Top of TEXT EXCERPT

# Faster alternative to Rasterize

I'm trying to do something similar to the genetic algorithm approximation of Mona Lisa with colored polygons (a brief description could be found here). With a population size of 60, each iteration took about 6s, which was too slow for the purpose. When I checked the profile, it seems that 90% of the runtime is spent on rendering the images, and more specifically, rasterizing the graphics. I tried turning Antialiasing off and on; it didn't make much of a difference.

Now I'm rendering the images with something like this:

v = RandomReal[{-256, 256}, {50, 3, 2}];
rp = Rasterize[Graphics[{Thickness[.0005], Opacity[0.2], Line/@v},
PlotRange -> 256], ImageSize -> 128]

(* Graphics[] -> 0.004s; Rasterize[] -> 0.14s*)


Is there any possiblities of an improvement in performance, other than rewriting my own function of directly creating rasterized image from the list of vertices? Thanks!

• Rasterizing anything with an alpha channel does seem to be slow. Is the Opacity[0.2] absolutely necessary in your case? – J. M.'s ennui Aug 10 '16 at 3:03
• You should add a minimal example for v to make the question self-contained. – Jens Aug 10 '16 at 4:23
• Why do need to rasterize? Why do need a special line thickness? Why don't you use AbsoluteThickness? Why do you need to set Opacity? What alternative to rasterization have you considered? We real need to know more than you are telling us. – m_goldberg Aug 10 '16 at 6:10
• This is a poor post, but a good question, and that's why I suggest to leave it open, but please edit you post soon to include necessary information as @m_goldberg has mentioned. – Wjx Aug 11 '16 at 15:19
• I added a sample v that has about the same timing on my machine. -- The comparison of the kernels times of Graphics[] and Rasterize[] is not really valid. The kernel only assembles the graphics expression; the front end is in charge of rasterizing it for the screen, and that time is not accounted for in Timing[] or AbsoluteTiming[]. – Michael E2 Aug 12 '16 at 14:20

This is a long comment to clarify some points in the question.

Bottom of TEXT EXCERPT

» **YOUR TASKS**:
[1] Do the following statements agree with the Rasterize thread? For each one, answer yes or no and quote the deciding words of the text. (a) The asker found that about 90% of the runtime went to rendering the images. (b) Turning Antialiasing off made a large difference to the speed. (c) The population size was 50.
[2] Reproduce the part of the Rasterize thread starting with "I'm trying to" and going on through "of a difference.".

Top of DATASET EXCERPTS

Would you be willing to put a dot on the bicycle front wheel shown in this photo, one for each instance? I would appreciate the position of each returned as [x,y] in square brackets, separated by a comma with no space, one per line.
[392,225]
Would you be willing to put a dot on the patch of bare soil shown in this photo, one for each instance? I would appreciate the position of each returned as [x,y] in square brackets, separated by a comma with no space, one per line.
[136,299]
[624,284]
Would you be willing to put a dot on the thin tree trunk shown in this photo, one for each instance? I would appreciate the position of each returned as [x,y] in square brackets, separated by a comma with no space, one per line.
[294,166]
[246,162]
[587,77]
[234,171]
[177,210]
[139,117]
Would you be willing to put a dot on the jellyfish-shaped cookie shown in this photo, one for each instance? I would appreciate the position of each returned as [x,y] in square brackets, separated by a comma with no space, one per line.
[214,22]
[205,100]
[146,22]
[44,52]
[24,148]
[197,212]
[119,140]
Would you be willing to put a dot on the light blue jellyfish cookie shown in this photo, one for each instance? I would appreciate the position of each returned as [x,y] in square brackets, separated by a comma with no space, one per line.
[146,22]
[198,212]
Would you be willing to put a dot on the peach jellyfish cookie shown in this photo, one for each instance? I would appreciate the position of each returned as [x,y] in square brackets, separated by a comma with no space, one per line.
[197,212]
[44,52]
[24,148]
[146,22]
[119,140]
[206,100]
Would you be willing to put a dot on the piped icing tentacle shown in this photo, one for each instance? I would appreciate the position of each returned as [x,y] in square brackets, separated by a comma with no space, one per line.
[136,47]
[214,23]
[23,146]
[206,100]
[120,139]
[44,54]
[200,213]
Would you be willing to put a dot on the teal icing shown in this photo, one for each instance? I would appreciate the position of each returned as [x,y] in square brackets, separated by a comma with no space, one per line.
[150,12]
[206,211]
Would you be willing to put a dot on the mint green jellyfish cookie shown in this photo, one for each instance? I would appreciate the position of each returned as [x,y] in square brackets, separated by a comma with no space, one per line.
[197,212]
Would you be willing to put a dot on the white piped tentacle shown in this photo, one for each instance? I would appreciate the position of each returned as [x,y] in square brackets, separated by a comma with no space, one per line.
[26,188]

Bottom of DATASET EXCERPTS

» **SOLUTIONS IN ORDER**:
[1]
(a) Yes: "it seems that 90% of the runtime is spent on rendering the images"
(b) No: "I tried turning Antialiasing off and on; it didn't make much of a difference."
(c) No: "With a population size of 60"

[2]
I'm trying to do something similar to the genetic algorithm approximation of Mona Lisa with colored polygons (a brief description could be found here). With a population size of 60, each iteration took about 6s, which was too slow for the purpose. When I checked the profile, it seems that 90% of the runtime is spent on rendering the images, and more specifically, rasterizing the graphics. I tried turning Antialiasing off and on; it didn't make much of a difference.